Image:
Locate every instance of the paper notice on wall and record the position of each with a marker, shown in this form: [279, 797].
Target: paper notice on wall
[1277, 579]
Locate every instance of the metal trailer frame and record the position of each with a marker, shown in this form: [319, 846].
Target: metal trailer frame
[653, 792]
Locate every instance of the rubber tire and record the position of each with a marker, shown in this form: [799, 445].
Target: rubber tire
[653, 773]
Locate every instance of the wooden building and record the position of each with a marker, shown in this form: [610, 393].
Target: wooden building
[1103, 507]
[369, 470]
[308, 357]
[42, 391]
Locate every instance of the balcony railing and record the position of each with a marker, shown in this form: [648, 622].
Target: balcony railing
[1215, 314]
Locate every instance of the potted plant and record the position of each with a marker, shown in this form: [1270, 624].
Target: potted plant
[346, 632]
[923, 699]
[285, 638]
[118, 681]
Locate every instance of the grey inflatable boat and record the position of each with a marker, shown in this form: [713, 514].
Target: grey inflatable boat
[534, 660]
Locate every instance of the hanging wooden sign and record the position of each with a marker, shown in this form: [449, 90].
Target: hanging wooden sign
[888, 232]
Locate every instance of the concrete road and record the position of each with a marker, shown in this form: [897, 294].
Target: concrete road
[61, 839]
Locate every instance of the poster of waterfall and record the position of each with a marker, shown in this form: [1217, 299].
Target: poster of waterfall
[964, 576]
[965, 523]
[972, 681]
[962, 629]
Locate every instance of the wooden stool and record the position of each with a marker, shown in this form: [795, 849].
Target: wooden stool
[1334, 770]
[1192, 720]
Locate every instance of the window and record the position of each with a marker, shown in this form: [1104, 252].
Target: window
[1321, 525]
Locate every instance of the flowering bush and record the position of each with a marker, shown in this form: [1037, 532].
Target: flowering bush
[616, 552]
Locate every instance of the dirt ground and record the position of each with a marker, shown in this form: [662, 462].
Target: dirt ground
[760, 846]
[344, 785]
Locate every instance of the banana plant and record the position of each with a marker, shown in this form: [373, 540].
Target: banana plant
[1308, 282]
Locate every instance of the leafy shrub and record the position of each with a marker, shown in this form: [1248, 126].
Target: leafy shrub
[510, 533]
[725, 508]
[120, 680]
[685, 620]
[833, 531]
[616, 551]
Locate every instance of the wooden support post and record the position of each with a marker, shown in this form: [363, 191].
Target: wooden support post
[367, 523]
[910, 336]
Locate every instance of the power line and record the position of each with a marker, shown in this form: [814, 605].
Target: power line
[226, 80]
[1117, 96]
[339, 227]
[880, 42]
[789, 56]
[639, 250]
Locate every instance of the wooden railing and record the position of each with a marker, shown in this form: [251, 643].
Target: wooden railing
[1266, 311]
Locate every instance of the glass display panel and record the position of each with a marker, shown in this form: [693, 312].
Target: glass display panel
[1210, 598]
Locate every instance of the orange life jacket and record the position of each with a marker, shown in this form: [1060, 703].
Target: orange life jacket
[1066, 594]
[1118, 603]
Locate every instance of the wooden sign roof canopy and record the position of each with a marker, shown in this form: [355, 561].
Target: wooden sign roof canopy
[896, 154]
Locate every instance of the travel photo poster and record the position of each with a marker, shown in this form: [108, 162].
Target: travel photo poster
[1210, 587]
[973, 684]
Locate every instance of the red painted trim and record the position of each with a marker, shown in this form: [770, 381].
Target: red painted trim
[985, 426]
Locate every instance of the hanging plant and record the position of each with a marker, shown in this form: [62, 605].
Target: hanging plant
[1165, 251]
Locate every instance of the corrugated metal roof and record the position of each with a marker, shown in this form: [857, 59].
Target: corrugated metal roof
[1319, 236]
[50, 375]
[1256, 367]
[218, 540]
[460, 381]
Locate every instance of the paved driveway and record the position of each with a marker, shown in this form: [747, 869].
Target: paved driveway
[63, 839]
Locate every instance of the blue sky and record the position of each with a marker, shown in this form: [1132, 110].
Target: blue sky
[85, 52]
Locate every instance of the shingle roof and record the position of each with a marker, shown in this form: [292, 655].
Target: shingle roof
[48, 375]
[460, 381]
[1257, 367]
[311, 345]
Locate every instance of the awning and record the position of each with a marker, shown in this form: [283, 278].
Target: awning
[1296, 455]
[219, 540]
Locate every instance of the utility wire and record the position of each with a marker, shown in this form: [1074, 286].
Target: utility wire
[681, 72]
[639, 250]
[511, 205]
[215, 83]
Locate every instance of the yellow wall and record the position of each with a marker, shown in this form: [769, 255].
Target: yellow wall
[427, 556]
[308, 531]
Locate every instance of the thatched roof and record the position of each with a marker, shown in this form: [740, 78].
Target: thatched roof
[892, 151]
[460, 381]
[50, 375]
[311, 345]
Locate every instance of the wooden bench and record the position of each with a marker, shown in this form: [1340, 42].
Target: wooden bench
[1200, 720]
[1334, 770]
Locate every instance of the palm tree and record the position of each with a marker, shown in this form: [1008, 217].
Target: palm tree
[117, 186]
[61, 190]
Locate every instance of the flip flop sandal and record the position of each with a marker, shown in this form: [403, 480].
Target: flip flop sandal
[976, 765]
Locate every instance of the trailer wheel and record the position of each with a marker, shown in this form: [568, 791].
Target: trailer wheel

——————————

**SET EXERCISE**
Copy out, word for word, every line from the start of the records through the line holding "[1277, 579]", including that line.

**EXPECTED OUTPUT**
Image:
Locate every instance of the paper notice on wall and record the position of each with a marker, shown in this form: [279, 797].
Target: paper notice on wall
[1277, 579]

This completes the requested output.